*** Opening of Data to process ***

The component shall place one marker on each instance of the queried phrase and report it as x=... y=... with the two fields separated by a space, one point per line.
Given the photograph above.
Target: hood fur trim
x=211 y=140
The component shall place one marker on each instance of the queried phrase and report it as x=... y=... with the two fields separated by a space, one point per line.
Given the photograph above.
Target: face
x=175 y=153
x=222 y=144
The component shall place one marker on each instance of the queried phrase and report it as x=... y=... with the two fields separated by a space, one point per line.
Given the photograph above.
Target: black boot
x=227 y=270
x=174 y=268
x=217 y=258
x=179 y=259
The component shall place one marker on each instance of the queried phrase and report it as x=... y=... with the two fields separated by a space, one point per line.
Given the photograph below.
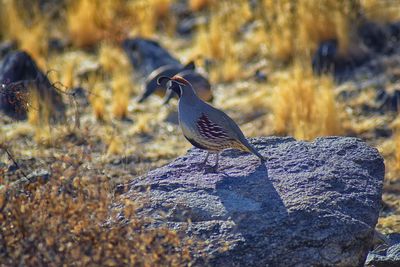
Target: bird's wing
x=226 y=123
x=210 y=130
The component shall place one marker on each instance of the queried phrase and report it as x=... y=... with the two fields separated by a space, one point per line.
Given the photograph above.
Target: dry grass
x=63 y=222
x=304 y=106
x=29 y=31
x=97 y=98
x=217 y=40
x=89 y=21
x=115 y=64
x=381 y=10
x=197 y=5
x=297 y=27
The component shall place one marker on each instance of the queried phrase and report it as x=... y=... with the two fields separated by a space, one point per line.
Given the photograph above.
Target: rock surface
x=19 y=77
x=311 y=204
x=389 y=257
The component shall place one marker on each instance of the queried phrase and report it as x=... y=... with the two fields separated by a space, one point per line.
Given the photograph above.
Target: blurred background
x=298 y=68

*** Close of Data to process ***

§ **Problem requirements**:
Copy every record exactly, but skip the pictures.

§ **Worked solution**:
The component shall place one marker on each instance of the queried phrase and report it as x=... y=... with the two fields separated by a space, one point per line.
Given the photograph above.
Target: hood fur trim
x=211 y=140
The component shall place one marker on each instance of the queried phrase and report it as x=... y=... with the two fields separated by a space, one point per line.
Given the photograph above.
Target: face
x=175 y=153
x=222 y=144
The component shall place one marker on each instance of the queried phrase and report it as x=... y=... with the two fields separated by a space, one point per line.
Given the photograph above.
Target: black boot
x=227 y=270
x=174 y=268
x=217 y=258
x=179 y=259
The component shall place one marker on each instance of the queried phrase and report it as x=... y=... with the two fields separated by a space, one point per line.
Given the photograph below.
Target: bird's wing
x=226 y=123
x=210 y=130
The component shall place one marker on each instance of the queried phrase and report it as x=... y=... with the two fields separated by a space, one point per line.
Given the photograph above.
Target: dry grass
x=63 y=222
x=304 y=106
x=29 y=31
x=97 y=98
x=217 y=40
x=89 y=21
x=115 y=64
x=381 y=10
x=197 y=5
x=297 y=27
The component shall place one marker on each instance of the queried phrase and report it as x=... y=... with the two fields separated by a space, one point per line.
Given the photograph above.
Target: rock surface
x=19 y=77
x=311 y=204
x=389 y=257
The component shall place one marker on each instance of the queried phrase and report it as x=... y=... with the two fields separated by a space, one point per line.
Given the photograph above.
Target: blurred background
x=298 y=68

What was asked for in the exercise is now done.